## Task objective:
In the records below, find the line that contains "Target: arched window" and repeat it, along with each line after it, exactly as written.

Region pointing data

##############################

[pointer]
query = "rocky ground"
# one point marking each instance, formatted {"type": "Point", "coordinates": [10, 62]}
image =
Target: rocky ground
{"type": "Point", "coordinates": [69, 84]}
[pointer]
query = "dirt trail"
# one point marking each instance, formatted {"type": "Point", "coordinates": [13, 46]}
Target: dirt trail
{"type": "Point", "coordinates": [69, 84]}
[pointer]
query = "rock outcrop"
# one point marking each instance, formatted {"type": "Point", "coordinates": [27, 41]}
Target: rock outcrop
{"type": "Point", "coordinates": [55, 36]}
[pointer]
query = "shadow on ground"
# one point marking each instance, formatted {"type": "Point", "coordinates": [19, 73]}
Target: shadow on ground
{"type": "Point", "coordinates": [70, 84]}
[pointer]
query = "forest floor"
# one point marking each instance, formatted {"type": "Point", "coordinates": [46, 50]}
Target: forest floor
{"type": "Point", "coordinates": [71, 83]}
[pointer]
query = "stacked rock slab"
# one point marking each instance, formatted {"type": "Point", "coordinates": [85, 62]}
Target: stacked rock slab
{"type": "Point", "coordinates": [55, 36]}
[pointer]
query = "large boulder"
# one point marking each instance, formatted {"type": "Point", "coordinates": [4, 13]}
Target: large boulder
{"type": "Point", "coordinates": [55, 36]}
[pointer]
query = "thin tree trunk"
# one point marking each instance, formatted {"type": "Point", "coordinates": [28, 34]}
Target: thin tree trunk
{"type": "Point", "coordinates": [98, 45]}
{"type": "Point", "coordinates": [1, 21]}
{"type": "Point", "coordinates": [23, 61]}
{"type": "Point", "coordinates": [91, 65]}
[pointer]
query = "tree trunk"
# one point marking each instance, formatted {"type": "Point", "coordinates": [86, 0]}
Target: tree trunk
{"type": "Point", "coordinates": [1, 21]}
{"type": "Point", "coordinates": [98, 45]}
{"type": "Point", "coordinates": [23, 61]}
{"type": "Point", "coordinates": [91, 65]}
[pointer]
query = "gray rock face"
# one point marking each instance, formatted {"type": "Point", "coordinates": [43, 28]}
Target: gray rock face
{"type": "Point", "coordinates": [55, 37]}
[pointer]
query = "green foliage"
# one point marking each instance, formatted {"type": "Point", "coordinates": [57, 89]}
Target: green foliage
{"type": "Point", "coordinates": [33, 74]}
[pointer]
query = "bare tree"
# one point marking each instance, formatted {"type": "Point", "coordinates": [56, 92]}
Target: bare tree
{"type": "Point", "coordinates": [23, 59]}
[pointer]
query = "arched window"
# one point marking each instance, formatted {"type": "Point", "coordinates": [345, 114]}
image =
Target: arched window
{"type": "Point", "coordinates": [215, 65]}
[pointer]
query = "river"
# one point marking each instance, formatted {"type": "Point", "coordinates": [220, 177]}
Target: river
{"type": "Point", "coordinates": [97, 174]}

##############################

## Result of this exercise:
Target: arched window
{"type": "Point", "coordinates": [215, 65]}
[pointer]
query = "river"
# one point marking each instance, formatted {"type": "Point", "coordinates": [220, 177]}
Target: river
{"type": "Point", "coordinates": [97, 174]}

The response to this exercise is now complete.